▶ [BEREITGESTELLTER AUSZUG]
+ + +
Wenn damals von Nato-Osterweiterung die Rede war. War mit "Osten" nur die DDR gemeint? Man hat ja kaum über Polen, Ungarn oder Tschechien sprechen können, damals schon.

Ja, das ist sicher richtig. Zu dieser Zeit konnte niemand wissen, dass sich der Warschauer Vertrag zum Beispiel so schnell auflöst oder was in den osteuropäischen Ländern passieren wird. Richtig ist aber auch, und das klingt in der Rede von Genscher ja auch an, dass es auch um die Sicherheitsinteressen der Sowjetunion ging. Das hatte Genscher damals im Blick.

Und in den Gesprächen mit Gorbatschow, die erstmal nicht öffentlich gemacht wurden, war die Nato-Mitgliedschaft des vereinten Deutschlands der zentrale Punkt, in der Tat. Und Gorbatschow hat eingelenkt, als ihm zugesagt wurde, dass eine Nato-Mitgliedschaft keine Ausdehnung des Nato-Gebiets, also kein Vorrücken der militärischen Verbände bedeuten soll. Das war damals der Hintergrund, vor dem in Ost und West erklärt wurde, dass man an kooperative Strukturen denkt, dass Europa eine umfassende Friedens- und Sicherheitsordnung bekomme, die auch Russland, damals die Sowjetunion, einschließt, dass man nicht fortsetzt, was Europa bis 1990 charakterisiert hatte. Das war implizit eine Grundlage der Zwei-plus-Vier-Verhandlungen, dass man Vorkehrungen trifft, dass das künftige Deutschland zwar der Nato beitritt, aber ohne Aspekte ihrer Ausdehnung nach Osten.

MDR: So war aber erkennbar, dass es für die damalige Sowjetunion schon darum ging, dass die Nato nicht näher an sie heranrückt?

Ja, James Baker etwa hat im Mai 1990 in einem Brief an Gorbatschow diese Rückversicherung gegeben, in Vorbereitung des Besuchs von Gorbatschow in Washington Ende des Monats, wo der Durchbruch in dieser Frage dann auch öffentlich erreicht worden ist. Das lief unter dem Siegel, dass Deutschland die freie Bündniswahl habe, unter Verweis auf die KSZE-Grundakte. Und dazu hatte Baker erklärt, dass europäische Sicherheit inklusiv sein würde und die Nato zunehmend weniger Bedeutung haben würde. Er hat nicht geleugnet, dass sie weiter existiert, auch nicht gesagt, wie sie sich künftig aufstellen wird. Aber Baker hat versichert, dass es kooperative Sicherheitsstrukturen geben würde. Davon hat sich Gorbatschow überzeugen lassen.

Der Geist der Zeit war der einer sicherheitspolitischen Kooperation, nicht der Abgrenzung.
+ + +
▶ [ANGEZEIGTE DATEN]
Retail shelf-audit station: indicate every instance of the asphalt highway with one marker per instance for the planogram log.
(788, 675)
+ + +
▶ [AUFGABEN]
a: Wer gab Gorbatschow laut dem Auszug zur Nato-Osterweiterung im Mai 1990 in einem Brief eine Rückversicherung?
b: Gib bitte den Auszug zur Nato-Osterweiterung von „Ja, James Baker“ bis einschließlich „nicht der Abgrenzung.“ wortgetreu wieder.
Die Daten spielen hierfür keine Rolle.

▶ [ERGEBNISSE JE AUFGABE]
a: James Baker.

b:
Ja, James Baker etwa hat im Mai 1990 in einem Brief an Gorbatschow diese Rückversicherung gegeben, in Vorbereitung des Besuchs von Gorbatschow in Washington Ende des Monats, wo der Durchbruch in dieser Frage dann auch öffentlich erreicht worden ist. Das lief unter dem Siegel, dass Deutschland die freie Bündniswahl habe, unter Verweis auf die KSZE-Grundakte. Und dazu hatte Baker erklärt, dass europäische Sicherheit inklusiv sein würde und die Nato zunehmend weniger Bedeutung haben würde. Er hat nicht geleugnet, dass sie weiter existiert, auch nicht gesagt, wie sie sich künftig aufstellen wird. Aber Baker hat versichert, dass es kooperative Sicherheitsstrukturen geben würde. Davon hat sich Gorbatschow überzeugen lassen.

Der Geist der Zeit war der einer sicherheitspolitischen Kooperation, nicht der Abgrenzung.